Rewrite the part of the NHS piece below that begins at the words "Our NHS does" and stops after "drained of money.", putting "clinics" in place of "surgeries".

▸ **TEXT FOR ANALYSIS**:

▬▬▬▬▬▬

Our NHS does a great job but right now it is in trouble.
Everyday across the UK, there are four million people queuing up outside surgeries for a same-day medical appointment and those patients are feeling the effects of a system that has been drained: drained of resources, drained of morale and most definitely drained of money.
The solution is really very simple – pay to go private and you will help ease the burden on the NHS.
As we all know, GPs are stretched beyond capacity and hospitals are at breaking point. I believe that the answer to easing this intensely growing pressure is to invite patients who can afford it to choose to use private practitioners at least some of the time.
The recent establishment and growth of chains like the London Doctors Clinic has meant you don’t have to be super-rich to see a private doctor and you can book a quick appointment at any time for around £50. You can also pop in to organise things like GP letters saying you are fit to run the Paris marathon, jump out of a plane or fly at 28 weeks pregnant.
As an NHS doctor and private practitioner myself, I have no doubt the institution provides an incredible service to patients, particularly those suffering from chronic illnesses. However, when it comes to providing quick appointments to people at convenient times, there is clearly an issue.
This crisis of convenience is caused at least in part by capitation. This is the way GPs are paid in the UK. It means your GP gets paid for the number of patients registered with them rather than the number of times they see you.

▬▬▬▬▬▬

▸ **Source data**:
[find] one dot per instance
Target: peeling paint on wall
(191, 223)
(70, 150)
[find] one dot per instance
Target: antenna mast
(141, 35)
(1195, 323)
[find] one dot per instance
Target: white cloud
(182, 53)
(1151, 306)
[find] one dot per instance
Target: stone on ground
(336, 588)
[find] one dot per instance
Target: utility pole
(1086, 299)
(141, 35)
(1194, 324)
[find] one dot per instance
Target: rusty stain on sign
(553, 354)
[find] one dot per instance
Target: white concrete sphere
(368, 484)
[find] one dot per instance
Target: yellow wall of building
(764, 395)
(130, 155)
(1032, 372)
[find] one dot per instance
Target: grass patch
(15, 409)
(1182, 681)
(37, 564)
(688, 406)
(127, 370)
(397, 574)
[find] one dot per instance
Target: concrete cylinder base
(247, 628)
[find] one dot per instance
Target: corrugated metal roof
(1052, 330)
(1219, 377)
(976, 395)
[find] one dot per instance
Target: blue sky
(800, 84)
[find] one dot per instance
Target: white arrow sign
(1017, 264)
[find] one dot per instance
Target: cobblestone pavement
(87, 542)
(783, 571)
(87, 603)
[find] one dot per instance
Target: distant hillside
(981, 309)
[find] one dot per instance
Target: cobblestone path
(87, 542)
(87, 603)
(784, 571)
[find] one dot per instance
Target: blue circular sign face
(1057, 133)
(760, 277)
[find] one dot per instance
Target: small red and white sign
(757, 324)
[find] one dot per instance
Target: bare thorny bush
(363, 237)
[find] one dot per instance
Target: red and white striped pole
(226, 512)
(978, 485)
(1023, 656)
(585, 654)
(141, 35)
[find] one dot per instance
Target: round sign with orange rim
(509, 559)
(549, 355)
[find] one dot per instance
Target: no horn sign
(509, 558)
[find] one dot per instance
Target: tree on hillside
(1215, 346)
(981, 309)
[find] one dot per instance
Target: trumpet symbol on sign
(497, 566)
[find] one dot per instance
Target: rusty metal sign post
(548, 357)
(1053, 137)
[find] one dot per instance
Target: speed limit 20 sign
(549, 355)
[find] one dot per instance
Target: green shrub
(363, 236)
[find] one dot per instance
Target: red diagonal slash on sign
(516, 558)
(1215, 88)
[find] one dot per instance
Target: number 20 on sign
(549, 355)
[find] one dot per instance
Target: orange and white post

▬▬▬▬▬▬

▸ **EXPECTED ANSWER**:
Our NHS does a great job but right now it is in trouble.
Everyday across the UK, there are four million people queuing up outside clinics for a same-day medical appointment and those patients are feeling the effects of a system that has been drained: drained of resources, drained of morale and most definitely drained of money.